- [Instructions to follow]
In the text on normalcy, what language does it say communicators should do away with?

Weirdness has been stigmatized. It’s ingrained from a young age when kids that don’t fit into the standards of the norm are excluded from the playground shenanigans. Normal good. Weird bad. Be normal. Even when weirdness is encouraged, it’s still within a certain scope of the parameters of normalcy. Be weird, but not too weird. You don’t want to frighten the small children. When normalcy is set as a gold standard, you find that’s exactly what people strive for and when that normalcy is rocked, well, people aren’t very happy about it.
Not having a sense of normalcy is hard. Humans are creatures of habit. Resistance toward change and the abnormal is warranted. Not everyone wants the growing pains of change. While a changing of the normal doesn’t necessarily mean there are good outcomes, it also doesn’t mean there are bad ones. Change fosters growth and while it may not always be comfortable to grow, sometimes it’s what is needed.
Normal Was Never Normal
Right now, it seems the challenge is figuring out how to inspire audiences to feel just as comfortable in the abnormal as they do in the normal. The world is changing and with that, normalcy. The thing is, normal is something that’s always evolving because people evolve. Sometimes the changes in the normal are small like switching cereals and sometimes they’re big like not being able to hug your new friend that you just met in the back of the Uber share at the end of the night, which can be jarring. Embracing the change and not stigmatizing anything that falls outside of the norm makes it all the more palatable, especially when the goal of communicators is to set up audiences to be in a position to see, generate, and accept new ideas, which often won’t be “normal.”
The way communicators choose to speak to audiences shapes the conversation and the tone. If you want to inspire audiences, the rhetoric around “normalcy” and what that is needs to change. Do away with all of the “normal” and “new normal” language that sets up the framework for panic and resistance when normal isn’t achieved. The quicker the yearning for “normalcy” is dropped, the quicker the focus can shift toward discovery, acceptance, and the possibilities.

- [Data shown]
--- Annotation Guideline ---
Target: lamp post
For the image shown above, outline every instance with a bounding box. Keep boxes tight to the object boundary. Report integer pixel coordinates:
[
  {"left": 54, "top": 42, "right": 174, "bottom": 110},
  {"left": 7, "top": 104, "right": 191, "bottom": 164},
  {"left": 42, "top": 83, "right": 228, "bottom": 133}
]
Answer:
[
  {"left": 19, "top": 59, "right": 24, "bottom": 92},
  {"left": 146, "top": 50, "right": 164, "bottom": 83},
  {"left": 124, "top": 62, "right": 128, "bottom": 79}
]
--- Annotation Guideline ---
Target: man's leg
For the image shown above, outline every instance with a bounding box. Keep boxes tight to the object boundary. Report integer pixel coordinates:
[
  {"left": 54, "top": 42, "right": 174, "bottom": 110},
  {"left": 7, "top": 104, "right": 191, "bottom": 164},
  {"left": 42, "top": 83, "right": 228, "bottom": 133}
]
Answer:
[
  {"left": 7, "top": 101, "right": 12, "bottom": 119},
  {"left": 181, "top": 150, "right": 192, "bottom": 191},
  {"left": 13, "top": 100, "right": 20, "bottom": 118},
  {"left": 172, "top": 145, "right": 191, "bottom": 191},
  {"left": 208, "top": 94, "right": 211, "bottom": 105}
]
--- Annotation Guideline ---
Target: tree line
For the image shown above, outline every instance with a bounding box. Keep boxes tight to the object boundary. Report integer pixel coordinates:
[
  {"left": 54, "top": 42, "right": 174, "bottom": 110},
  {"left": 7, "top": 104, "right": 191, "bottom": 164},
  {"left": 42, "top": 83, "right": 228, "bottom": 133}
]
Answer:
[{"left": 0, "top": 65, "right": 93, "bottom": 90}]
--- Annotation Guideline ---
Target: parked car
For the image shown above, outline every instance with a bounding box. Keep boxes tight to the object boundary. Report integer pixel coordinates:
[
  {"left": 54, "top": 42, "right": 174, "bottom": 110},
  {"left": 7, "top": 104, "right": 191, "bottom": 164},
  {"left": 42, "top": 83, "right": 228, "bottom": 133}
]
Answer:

- [Answer below]
All of the "normal" and "new normal" language.